• **Task goal**: Put the entries starting with the line that contains "Target: arched glass roof" and going on through the line that contains "x=269, y=132", both lines included, into a two-column CSV with the headers entry and answer. Give one row per entry, with its text and its answer each in a single quoted field and line breaks replaced by spaces.

↓↓↓

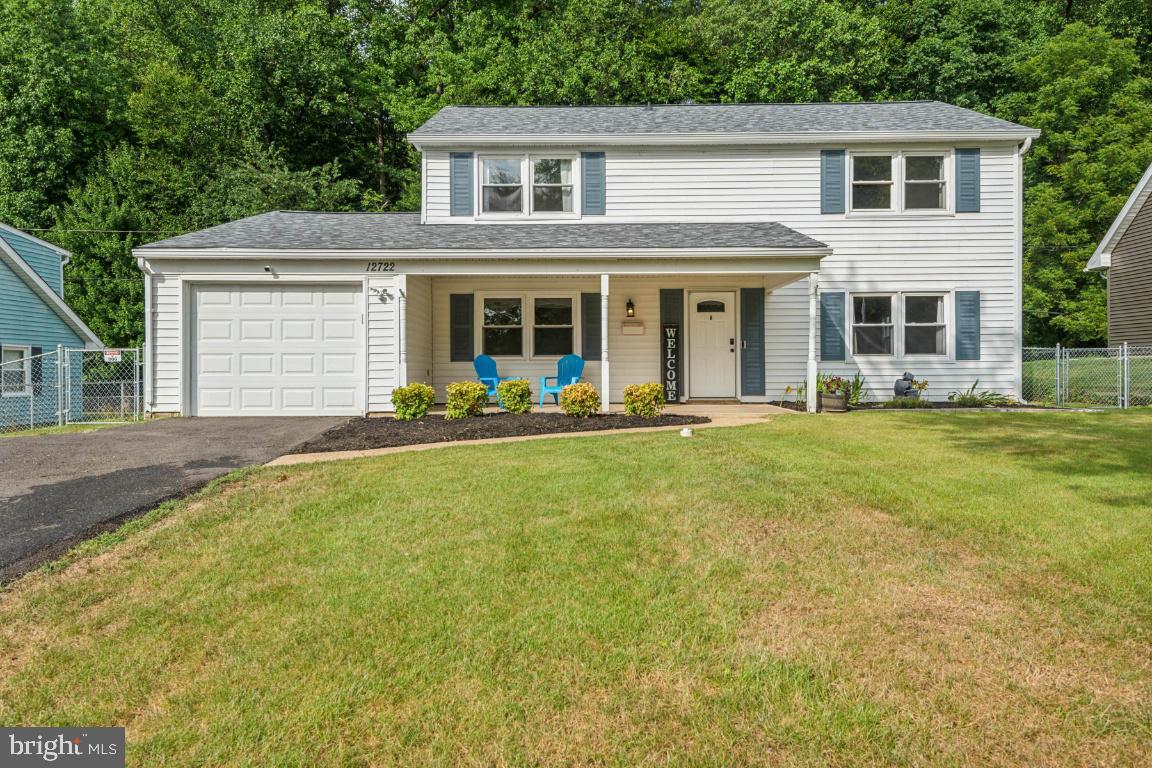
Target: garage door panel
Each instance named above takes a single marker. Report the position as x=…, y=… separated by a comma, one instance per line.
x=290, y=349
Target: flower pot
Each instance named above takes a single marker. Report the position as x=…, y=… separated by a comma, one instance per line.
x=833, y=403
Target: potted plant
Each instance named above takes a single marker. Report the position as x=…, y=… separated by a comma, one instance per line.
x=834, y=395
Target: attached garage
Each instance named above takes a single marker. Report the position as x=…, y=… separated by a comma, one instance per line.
x=292, y=349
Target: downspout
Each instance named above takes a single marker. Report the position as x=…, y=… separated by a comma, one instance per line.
x=148, y=333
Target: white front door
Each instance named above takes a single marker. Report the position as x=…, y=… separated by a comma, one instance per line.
x=292, y=349
x=712, y=344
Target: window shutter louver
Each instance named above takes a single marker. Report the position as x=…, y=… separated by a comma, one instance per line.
x=968, y=181
x=461, y=308
x=968, y=325
x=461, y=184
x=832, y=326
x=592, y=191
x=590, y=326
x=832, y=181
x=751, y=334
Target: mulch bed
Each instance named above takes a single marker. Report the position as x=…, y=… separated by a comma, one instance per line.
x=364, y=433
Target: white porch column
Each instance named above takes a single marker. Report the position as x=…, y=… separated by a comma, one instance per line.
x=604, y=343
x=813, y=309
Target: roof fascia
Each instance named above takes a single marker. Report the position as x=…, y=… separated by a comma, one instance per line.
x=1101, y=258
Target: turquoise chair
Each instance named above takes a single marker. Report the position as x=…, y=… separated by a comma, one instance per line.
x=568, y=371
x=486, y=373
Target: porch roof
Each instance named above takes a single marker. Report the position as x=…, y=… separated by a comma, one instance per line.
x=304, y=233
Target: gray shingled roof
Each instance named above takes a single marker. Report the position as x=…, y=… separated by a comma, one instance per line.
x=712, y=119
x=403, y=232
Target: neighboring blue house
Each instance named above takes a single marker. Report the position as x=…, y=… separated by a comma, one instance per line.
x=33, y=322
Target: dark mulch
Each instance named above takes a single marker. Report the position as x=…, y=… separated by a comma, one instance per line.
x=361, y=434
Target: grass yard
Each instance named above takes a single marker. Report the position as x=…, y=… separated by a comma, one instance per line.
x=911, y=588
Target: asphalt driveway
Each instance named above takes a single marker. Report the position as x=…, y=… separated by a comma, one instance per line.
x=58, y=489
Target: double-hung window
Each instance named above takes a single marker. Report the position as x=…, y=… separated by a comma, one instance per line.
x=872, y=327
x=925, y=332
x=501, y=185
x=872, y=182
x=924, y=182
x=900, y=181
x=503, y=327
x=552, y=185
x=552, y=326
x=15, y=371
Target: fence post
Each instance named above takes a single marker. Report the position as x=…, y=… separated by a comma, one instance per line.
x=60, y=386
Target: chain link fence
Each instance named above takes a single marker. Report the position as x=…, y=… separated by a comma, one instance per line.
x=1112, y=377
x=69, y=386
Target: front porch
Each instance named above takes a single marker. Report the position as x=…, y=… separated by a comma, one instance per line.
x=735, y=336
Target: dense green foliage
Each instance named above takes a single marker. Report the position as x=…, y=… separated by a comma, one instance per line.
x=122, y=121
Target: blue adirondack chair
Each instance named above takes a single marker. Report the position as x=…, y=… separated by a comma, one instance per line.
x=568, y=371
x=486, y=373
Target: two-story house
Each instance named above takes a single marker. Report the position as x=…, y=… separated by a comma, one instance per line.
x=729, y=251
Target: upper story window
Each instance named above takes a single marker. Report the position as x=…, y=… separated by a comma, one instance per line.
x=899, y=181
x=502, y=189
x=552, y=184
x=542, y=185
x=15, y=371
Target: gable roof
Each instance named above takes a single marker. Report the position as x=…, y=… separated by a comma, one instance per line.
x=358, y=233
x=9, y=256
x=1101, y=258
x=745, y=122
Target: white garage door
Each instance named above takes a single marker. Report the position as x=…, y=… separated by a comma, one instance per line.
x=285, y=350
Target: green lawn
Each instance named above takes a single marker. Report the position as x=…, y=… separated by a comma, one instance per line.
x=912, y=588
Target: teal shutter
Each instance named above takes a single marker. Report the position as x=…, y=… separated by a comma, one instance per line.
x=592, y=183
x=751, y=336
x=968, y=325
x=590, y=326
x=832, y=181
x=832, y=326
x=461, y=184
x=461, y=337
x=672, y=342
x=968, y=181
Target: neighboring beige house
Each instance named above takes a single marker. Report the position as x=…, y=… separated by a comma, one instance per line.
x=1124, y=257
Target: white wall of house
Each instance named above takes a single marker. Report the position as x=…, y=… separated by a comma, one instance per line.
x=892, y=253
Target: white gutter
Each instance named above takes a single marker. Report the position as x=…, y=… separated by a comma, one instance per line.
x=828, y=138
x=455, y=255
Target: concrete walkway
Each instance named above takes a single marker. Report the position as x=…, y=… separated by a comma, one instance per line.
x=722, y=415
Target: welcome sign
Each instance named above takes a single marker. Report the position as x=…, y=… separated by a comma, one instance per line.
x=669, y=337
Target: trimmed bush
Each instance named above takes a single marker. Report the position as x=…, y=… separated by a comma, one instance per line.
x=580, y=400
x=644, y=400
x=412, y=402
x=465, y=398
x=515, y=395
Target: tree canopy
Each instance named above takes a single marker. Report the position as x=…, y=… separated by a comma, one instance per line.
x=122, y=121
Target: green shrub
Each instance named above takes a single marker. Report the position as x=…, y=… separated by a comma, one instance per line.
x=972, y=398
x=906, y=402
x=465, y=398
x=580, y=400
x=412, y=402
x=515, y=395
x=644, y=400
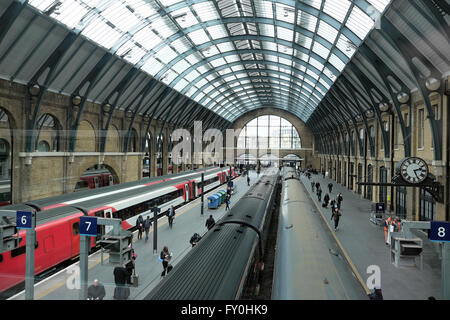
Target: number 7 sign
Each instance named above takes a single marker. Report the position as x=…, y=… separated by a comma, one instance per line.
x=88, y=226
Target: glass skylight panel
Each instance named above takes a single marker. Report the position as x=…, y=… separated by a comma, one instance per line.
x=337, y=9
x=181, y=45
x=379, y=5
x=99, y=31
x=217, y=32
x=336, y=62
x=166, y=54
x=266, y=30
x=181, y=85
x=147, y=38
x=285, y=13
x=120, y=16
x=285, y=34
x=359, y=22
x=206, y=11
x=225, y=47
x=218, y=62
x=327, y=32
x=264, y=9
x=346, y=46
x=307, y=21
x=70, y=13
x=168, y=77
x=191, y=76
x=320, y=50
x=184, y=17
x=198, y=37
x=167, y=3
x=152, y=66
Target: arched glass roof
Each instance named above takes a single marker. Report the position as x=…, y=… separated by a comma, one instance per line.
x=231, y=56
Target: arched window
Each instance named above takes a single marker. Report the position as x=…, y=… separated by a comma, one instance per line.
x=269, y=132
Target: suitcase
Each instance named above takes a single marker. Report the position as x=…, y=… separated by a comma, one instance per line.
x=135, y=280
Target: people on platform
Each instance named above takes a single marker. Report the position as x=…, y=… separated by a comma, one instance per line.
x=171, y=216
x=96, y=291
x=165, y=257
x=140, y=226
x=147, y=225
x=210, y=222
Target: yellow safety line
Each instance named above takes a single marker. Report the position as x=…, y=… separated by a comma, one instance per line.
x=347, y=257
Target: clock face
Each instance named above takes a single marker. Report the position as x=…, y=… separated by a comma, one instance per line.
x=414, y=170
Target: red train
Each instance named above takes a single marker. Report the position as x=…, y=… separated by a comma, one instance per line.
x=57, y=230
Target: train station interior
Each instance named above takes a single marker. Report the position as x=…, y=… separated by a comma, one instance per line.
x=235, y=110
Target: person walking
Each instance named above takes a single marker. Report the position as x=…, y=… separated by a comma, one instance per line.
x=140, y=226
x=336, y=214
x=210, y=222
x=147, y=225
x=165, y=257
x=326, y=199
x=96, y=291
x=171, y=216
x=330, y=187
x=339, y=200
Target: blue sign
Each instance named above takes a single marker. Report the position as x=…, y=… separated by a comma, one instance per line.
x=440, y=231
x=88, y=226
x=23, y=220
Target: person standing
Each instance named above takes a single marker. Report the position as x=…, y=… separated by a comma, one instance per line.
x=336, y=214
x=147, y=225
x=330, y=187
x=140, y=226
x=210, y=222
x=171, y=216
x=165, y=257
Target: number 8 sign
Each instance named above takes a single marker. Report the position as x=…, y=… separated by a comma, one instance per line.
x=88, y=226
x=439, y=231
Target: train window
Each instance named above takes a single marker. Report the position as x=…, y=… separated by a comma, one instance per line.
x=76, y=228
x=18, y=251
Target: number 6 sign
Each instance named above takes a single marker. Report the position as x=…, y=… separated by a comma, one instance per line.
x=88, y=226
x=439, y=231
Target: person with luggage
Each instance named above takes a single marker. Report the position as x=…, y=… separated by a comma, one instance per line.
x=195, y=239
x=210, y=222
x=96, y=291
x=140, y=226
x=326, y=199
x=336, y=215
x=330, y=187
x=147, y=225
x=165, y=257
x=171, y=216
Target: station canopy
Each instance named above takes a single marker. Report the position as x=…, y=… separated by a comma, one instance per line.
x=230, y=56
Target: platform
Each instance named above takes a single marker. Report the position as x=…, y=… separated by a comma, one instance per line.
x=363, y=241
x=188, y=220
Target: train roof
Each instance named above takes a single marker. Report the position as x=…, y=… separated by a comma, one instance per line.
x=213, y=269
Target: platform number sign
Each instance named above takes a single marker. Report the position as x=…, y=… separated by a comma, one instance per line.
x=23, y=220
x=439, y=231
x=88, y=226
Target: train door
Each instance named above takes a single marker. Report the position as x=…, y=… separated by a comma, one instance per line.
x=96, y=182
x=186, y=192
x=108, y=215
x=75, y=232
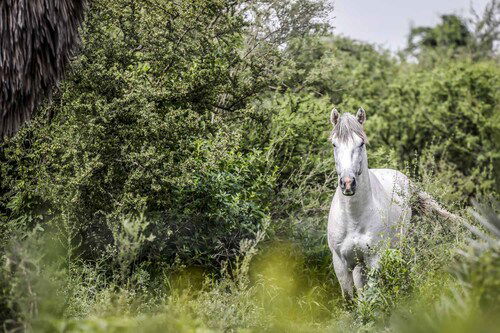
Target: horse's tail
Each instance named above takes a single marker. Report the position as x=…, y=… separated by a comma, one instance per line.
x=425, y=204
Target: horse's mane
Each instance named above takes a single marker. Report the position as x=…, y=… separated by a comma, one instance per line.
x=346, y=127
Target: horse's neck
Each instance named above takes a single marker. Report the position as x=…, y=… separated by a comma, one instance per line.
x=355, y=205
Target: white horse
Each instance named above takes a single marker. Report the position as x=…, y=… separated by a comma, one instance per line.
x=371, y=207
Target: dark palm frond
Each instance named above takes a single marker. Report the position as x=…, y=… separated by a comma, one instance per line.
x=36, y=41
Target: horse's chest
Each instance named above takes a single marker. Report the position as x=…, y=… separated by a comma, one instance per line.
x=355, y=247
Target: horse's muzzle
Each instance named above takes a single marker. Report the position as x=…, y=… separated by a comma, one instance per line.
x=348, y=185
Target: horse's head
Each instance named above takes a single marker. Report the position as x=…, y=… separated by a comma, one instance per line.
x=349, y=138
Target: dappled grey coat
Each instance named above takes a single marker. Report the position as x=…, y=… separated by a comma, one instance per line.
x=36, y=40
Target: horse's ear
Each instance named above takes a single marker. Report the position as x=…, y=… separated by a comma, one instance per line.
x=334, y=117
x=361, y=116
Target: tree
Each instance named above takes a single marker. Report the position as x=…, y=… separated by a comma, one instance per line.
x=37, y=38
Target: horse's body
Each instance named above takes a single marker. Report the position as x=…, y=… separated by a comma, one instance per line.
x=370, y=207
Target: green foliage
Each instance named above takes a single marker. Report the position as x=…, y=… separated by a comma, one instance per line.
x=181, y=176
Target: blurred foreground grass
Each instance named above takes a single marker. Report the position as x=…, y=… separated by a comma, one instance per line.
x=423, y=286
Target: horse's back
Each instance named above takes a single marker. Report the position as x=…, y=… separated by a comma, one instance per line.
x=394, y=183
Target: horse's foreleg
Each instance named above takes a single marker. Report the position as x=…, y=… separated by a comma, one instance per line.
x=343, y=275
x=359, y=278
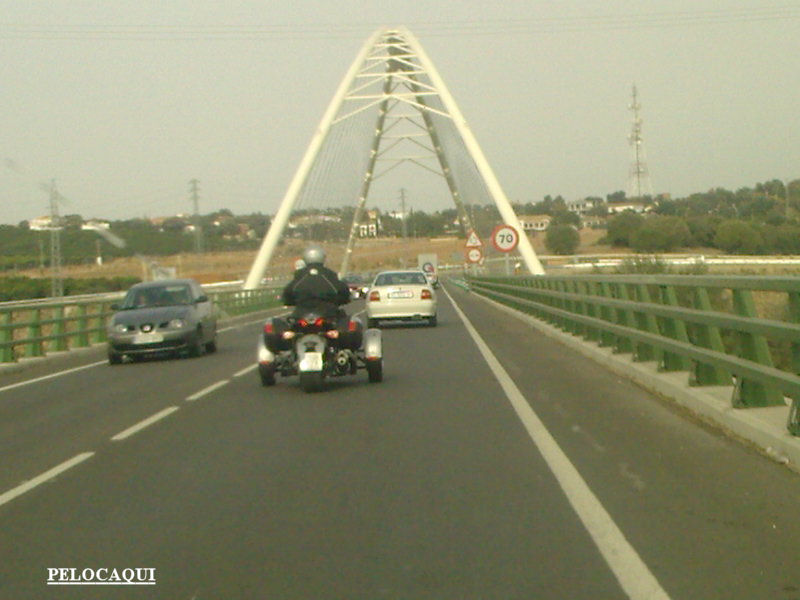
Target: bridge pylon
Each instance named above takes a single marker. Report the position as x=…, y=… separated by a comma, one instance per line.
x=392, y=107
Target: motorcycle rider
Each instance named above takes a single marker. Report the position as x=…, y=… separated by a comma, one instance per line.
x=315, y=287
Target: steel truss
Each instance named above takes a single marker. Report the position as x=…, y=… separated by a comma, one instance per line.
x=393, y=76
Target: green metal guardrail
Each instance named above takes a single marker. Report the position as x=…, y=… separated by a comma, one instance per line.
x=37, y=328
x=716, y=328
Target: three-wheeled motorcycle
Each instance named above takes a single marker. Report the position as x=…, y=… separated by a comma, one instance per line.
x=316, y=347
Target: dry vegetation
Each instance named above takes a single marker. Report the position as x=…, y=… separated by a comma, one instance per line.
x=368, y=255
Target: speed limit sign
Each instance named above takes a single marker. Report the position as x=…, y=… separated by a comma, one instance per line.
x=505, y=238
x=474, y=255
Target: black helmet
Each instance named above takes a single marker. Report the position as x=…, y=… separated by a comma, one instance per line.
x=314, y=255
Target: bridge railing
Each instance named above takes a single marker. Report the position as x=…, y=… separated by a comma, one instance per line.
x=737, y=330
x=37, y=328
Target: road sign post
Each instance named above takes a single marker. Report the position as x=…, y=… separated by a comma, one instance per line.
x=505, y=238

↑↑↑

• **Expected answer**:
entry,answer
"Target: arched glass roof Each instance named above takes a single marker. Report the position as x=…, y=… separated by a comma, one instance per line.","x=231, y=56"
"Target: arched window Each instance named above takes a single marker. Report the position as x=…, y=… separated by a comma, one instance per line.","x=269, y=132"